Activity:
All records must be quoted exactly. Omit the pictures.

Start of Data for this exercise

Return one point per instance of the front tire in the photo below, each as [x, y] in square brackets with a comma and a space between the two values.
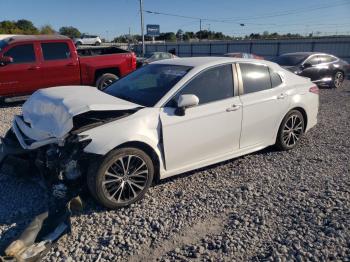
[338, 80]
[291, 130]
[105, 80]
[122, 178]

End of Data for this exercise

Response to this exercise:
Return one point per instance of the front tire in the photo below, each as [x, y] in square brackets with a comma and a space between the two values.
[338, 80]
[291, 130]
[105, 80]
[122, 178]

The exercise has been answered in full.